=== Exercise instructions ===
The required output is the exact sequence of lines from the line holding "This is for a safety audit: please locate the white building" to the end of the records, inclusive.

Images for object localization:
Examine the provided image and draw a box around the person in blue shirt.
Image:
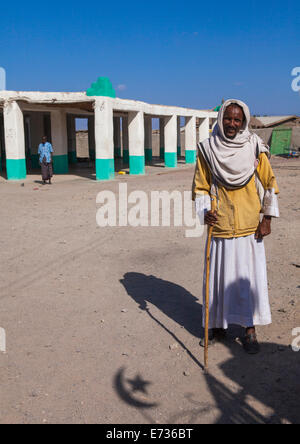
[38,136,53,184]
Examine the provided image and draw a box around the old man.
[193,99,279,354]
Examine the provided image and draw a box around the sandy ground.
[0,156,299,424]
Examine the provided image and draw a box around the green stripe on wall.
[96,158,115,180]
[145,148,152,162]
[123,149,129,164]
[30,154,40,170]
[114,147,122,158]
[165,152,177,168]
[129,155,145,175]
[68,151,77,164]
[6,159,26,180]
[185,150,197,164]
[53,154,69,174]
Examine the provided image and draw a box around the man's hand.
[204,210,218,226]
[255,216,272,240]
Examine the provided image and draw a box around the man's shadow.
[120,273,300,423]
[120,272,203,339]
[120,272,204,369]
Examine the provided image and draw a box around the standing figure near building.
[38,136,53,185]
[192,99,280,354]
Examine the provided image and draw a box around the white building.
[0,91,217,180]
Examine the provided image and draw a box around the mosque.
[0,78,217,180]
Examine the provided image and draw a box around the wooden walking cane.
[204,194,217,372]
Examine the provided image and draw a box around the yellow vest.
[192,152,279,238]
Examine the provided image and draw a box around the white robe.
[203,235,271,328]
[196,192,279,329]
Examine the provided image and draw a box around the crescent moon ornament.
[114,368,158,409]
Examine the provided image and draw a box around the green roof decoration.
[213,105,221,112]
[86,77,116,98]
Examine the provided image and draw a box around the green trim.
[6,158,26,180]
[53,154,69,174]
[129,155,145,175]
[30,154,40,170]
[96,158,115,180]
[145,148,152,162]
[114,147,122,158]
[185,150,197,164]
[160,147,165,159]
[177,146,181,157]
[123,149,129,164]
[68,151,77,164]
[165,152,177,168]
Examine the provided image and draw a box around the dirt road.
[0,157,299,424]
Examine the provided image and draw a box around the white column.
[94,98,114,180]
[128,111,145,175]
[185,116,197,164]
[144,116,152,163]
[113,116,121,158]
[50,109,68,174]
[199,117,210,143]
[177,116,181,157]
[164,115,177,168]
[3,100,26,180]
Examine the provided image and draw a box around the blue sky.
[0,0,299,115]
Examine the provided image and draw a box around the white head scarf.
[198,99,269,189]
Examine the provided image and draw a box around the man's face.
[223,105,244,139]
[42,137,47,144]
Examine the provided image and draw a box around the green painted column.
[4,101,27,180]
[50,110,69,175]
[6,159,26,180]
[185,150,197,164]
[185,116,197,165]
[94,98,115,181]
[165,152,177,168]
[129,155,145,175]
[128,111,145,176]
[164,115,178,168]
[96,158,115,180]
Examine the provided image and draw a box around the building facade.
[0,91,217,180]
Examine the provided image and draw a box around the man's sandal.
[243,333,260,354]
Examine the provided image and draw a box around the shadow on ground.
[118,272,300,424]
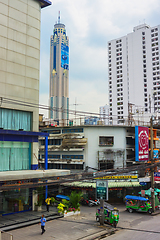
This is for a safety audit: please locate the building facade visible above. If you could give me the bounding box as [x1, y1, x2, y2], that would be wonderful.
[0, 0, 54, 215]
[108, 24, 160, 124]
[0, 0, 51, 171]
[49, 13, 69, 125]
[39, 125, 139, 172]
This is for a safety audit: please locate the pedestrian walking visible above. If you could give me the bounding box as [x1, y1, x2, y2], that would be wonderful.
[45, 197, 51, 212]
[39, 214, 46, 235]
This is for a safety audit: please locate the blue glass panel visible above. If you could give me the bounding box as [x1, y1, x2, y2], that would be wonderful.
[0, 108, 32, 131]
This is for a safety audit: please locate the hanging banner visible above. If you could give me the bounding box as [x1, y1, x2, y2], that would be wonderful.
[61, 43, 69, 70]
[135, 126, 149, 161]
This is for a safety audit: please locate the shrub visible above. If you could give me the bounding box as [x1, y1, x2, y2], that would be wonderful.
[69, 191, 82, 210]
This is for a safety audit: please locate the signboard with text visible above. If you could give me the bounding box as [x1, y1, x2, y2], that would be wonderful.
[95, 175, 137, 180]
[96, 180, 108, 200]
[135, 126, 149, 161]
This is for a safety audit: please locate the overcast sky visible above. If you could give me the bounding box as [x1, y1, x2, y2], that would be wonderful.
[39, 0, 160, 118]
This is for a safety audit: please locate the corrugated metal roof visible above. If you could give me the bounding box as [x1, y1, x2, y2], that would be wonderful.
[62, 181, 140, 188]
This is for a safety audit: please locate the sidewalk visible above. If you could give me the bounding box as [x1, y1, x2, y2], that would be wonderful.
[0, 206, 62, 232]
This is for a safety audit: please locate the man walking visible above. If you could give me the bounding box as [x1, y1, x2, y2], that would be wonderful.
[45, 197, 51, 212]
[39, 214, 46, 235]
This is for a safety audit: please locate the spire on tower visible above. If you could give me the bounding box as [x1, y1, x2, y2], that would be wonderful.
[58, 11, 60, 24]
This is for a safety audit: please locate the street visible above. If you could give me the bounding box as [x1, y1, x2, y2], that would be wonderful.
[8, 205, 160, 239]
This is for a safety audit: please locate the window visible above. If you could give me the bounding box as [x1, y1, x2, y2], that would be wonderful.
[99, 161, 114, 170]
[0, 108, 32, 131]
[99, 136, 114, 146]
[48, 139, 61, 145]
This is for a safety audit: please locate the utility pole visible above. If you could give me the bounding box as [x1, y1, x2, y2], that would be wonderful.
[99, 198, 104, 225]
[70, 98, 81, 125]
[150, 116, 155, 212]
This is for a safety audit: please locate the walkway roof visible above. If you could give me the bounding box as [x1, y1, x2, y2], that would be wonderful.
[0, 169, 70, 182]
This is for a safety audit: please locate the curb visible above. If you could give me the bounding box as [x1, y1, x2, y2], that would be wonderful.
[151, 210, 160, 216]
[2, 214, 63, 232]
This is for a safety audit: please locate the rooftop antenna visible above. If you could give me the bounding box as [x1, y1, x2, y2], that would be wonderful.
[58, 11, 60, 24]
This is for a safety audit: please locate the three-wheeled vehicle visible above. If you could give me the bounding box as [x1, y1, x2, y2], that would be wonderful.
[125, 195, 152, 214]
[96, 202, 119, 228]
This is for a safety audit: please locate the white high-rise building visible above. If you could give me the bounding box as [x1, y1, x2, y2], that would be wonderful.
[108, 24, 160, 124]
[99, 105, 109, 125]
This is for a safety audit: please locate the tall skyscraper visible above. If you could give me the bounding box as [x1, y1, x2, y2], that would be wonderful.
[49, 13, 69, 125]
[108, 24, 160, 124]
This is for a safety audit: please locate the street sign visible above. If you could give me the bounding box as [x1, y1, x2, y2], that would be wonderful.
[139, 182, 147, 186]
[96, 180, 108, 200]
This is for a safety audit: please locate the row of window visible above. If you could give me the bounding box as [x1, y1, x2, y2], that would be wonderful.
[151, 28, 158, 33]
[142, 37, 148, 112]
[41, 155, 84, 160]
[151, 33, 158, 37]
[62, 128, 83, 133]
[153, 62, 159, 66]
[40, 139, 61, 146]
[40, 163, 83, 170]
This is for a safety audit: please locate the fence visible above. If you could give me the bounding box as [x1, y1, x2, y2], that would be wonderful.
[0, 231, 13, 240]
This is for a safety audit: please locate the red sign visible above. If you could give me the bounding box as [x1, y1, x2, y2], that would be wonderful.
[138, 126, 149, 161]
[141, 190, 145, 196]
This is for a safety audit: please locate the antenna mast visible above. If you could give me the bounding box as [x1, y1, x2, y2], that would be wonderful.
[58, 11, 60, 24]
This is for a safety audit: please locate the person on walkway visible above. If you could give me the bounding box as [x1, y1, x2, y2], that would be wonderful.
[45, 197, 51, 212]
[39, 214, 46, 235]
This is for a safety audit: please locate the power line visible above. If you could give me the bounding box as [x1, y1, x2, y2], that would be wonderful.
[1, 160, 159, 190]
[1, 96, 155, 122]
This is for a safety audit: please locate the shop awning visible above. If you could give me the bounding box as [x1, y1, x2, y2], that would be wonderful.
[62, 181, 140, 189]
[0, 129, 49, 142]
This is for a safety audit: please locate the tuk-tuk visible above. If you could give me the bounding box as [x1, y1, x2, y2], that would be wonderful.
[96, 202, 119, 228]
[125, 195, 152, 214]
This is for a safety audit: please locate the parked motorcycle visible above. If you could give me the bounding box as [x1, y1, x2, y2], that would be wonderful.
[88, 199, 100, 207]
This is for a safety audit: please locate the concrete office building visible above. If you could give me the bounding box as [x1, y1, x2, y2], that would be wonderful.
[108, 24, 160, 124]
[49, 13, 69, 125]
[0, 0, 51, 170]
[0, 0, 70, 215]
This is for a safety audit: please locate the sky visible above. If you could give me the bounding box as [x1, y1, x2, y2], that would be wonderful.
[39, 0, 160, 118]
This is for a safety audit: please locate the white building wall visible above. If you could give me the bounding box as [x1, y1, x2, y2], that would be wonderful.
[83, 126, 127, 170]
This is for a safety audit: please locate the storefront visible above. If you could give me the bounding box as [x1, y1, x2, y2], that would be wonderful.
[0, 188, 32, 215]
[62, 180, 141, 203]
[0, 169, 70, 215]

=== Answer to this task ===
This is for a safety audit: please locate the white building wall visible above. If you could give me the bounding box as [x1, y1, x2, y2], that would be wonderful.
[83, 126, 127, 170]
This is for a safety audit: please locate the storefront visible above. If you could give me the bounding box as [x1, y1, x2, y2], that would be wonderful.
[0, 188, 32, 215]
[62, 180, 141, 203]
[0, 169, 70, 215]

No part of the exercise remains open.